__Set exercise__. Give the lines of the material below, from the line with "For every instance of the meadow, set" to the line with "[[433, 221]]", as a JSON list of strings, one string per line, leaving out blank lines.

---------- Extracted information ----------

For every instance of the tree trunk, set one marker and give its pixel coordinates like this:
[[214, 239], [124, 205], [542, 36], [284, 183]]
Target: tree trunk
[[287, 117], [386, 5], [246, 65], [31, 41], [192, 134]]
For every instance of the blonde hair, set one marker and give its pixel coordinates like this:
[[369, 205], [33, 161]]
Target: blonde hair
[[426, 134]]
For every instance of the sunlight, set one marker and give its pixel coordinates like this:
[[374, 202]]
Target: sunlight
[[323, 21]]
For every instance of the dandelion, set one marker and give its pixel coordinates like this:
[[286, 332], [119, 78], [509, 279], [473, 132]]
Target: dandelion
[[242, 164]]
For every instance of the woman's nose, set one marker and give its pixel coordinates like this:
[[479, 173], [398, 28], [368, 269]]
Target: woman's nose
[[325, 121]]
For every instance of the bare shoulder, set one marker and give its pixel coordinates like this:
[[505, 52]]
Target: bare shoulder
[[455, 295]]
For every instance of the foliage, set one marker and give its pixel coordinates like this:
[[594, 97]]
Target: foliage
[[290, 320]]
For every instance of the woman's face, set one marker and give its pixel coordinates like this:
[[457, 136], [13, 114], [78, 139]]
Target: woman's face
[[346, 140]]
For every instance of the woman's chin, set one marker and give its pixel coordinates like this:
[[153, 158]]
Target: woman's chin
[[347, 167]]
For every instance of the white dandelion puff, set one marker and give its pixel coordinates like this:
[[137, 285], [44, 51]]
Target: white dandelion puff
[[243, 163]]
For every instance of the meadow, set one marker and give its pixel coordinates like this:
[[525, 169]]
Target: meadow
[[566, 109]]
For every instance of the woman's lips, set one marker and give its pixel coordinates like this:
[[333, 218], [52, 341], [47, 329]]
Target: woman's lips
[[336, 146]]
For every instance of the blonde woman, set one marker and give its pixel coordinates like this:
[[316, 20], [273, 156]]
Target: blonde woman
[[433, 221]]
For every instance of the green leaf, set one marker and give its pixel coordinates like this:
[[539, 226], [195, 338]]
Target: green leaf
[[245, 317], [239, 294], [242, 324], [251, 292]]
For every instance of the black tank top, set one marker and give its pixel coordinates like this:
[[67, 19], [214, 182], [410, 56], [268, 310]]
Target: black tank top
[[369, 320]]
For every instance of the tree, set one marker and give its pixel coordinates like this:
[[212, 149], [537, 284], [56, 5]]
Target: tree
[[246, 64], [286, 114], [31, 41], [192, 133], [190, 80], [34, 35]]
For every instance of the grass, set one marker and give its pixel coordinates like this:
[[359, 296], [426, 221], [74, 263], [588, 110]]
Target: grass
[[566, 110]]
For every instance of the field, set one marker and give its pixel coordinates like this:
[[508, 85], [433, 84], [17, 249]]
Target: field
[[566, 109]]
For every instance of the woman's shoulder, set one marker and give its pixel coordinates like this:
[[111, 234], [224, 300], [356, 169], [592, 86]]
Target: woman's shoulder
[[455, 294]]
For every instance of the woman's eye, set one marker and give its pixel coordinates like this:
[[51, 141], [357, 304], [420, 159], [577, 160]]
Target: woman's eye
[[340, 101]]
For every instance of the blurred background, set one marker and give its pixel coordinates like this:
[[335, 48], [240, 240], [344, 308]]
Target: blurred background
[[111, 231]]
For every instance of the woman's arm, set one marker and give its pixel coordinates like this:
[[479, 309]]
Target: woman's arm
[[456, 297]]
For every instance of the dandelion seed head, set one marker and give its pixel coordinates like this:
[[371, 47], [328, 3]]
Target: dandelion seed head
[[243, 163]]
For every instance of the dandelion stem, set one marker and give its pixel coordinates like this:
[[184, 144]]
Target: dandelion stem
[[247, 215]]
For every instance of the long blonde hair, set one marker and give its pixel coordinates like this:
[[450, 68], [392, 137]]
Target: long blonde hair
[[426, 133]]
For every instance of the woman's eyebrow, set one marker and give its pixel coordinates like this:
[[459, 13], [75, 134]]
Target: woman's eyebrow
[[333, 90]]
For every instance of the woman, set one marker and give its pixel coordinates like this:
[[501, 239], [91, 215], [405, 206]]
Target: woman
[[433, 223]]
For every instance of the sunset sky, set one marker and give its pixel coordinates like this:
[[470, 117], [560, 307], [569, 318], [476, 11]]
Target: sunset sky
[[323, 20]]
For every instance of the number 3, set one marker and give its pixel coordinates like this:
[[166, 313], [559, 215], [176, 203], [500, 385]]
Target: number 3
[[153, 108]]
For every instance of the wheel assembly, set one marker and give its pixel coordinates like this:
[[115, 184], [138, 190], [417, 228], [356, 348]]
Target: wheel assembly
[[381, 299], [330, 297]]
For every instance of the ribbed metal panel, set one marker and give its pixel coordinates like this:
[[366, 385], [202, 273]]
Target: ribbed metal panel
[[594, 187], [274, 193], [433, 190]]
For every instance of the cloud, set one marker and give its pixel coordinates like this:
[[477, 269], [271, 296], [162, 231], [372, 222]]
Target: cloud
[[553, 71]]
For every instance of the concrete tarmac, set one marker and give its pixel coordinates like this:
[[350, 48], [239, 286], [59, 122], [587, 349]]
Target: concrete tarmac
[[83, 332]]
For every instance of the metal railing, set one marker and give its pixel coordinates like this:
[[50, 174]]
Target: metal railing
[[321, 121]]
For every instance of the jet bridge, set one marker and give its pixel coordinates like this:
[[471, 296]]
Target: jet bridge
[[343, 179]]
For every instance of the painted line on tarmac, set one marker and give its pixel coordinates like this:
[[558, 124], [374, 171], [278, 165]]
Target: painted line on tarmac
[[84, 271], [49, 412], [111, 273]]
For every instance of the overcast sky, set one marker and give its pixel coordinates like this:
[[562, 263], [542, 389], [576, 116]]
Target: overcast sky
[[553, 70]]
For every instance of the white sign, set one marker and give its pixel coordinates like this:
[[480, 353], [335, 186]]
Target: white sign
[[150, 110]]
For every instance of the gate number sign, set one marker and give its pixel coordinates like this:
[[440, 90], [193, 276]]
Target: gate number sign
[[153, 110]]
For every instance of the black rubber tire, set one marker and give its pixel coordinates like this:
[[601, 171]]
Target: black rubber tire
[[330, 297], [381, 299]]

----------

__Written reply__.
[
  "For every instance of the meadow, set one marker and give its pixel coordinates like this:",
  "[[525, 169]]",
  "Target: meadow",
  "[[566, 109]]",
  "For every instance of the woman's lips, set one marker and give its pixel coordinates like this:",
  "[[333, 218], [52, 341], [47, 329]]",
  "Target: woman's lips",
  "[[336, 146]]",
  "For every instance of the blonde woman, set one marker and give its pixel coordinates like this:",
  "[[316, 20], [273, 156]]",
  "Target: blonde woman",
  "[[433, 221]]"
]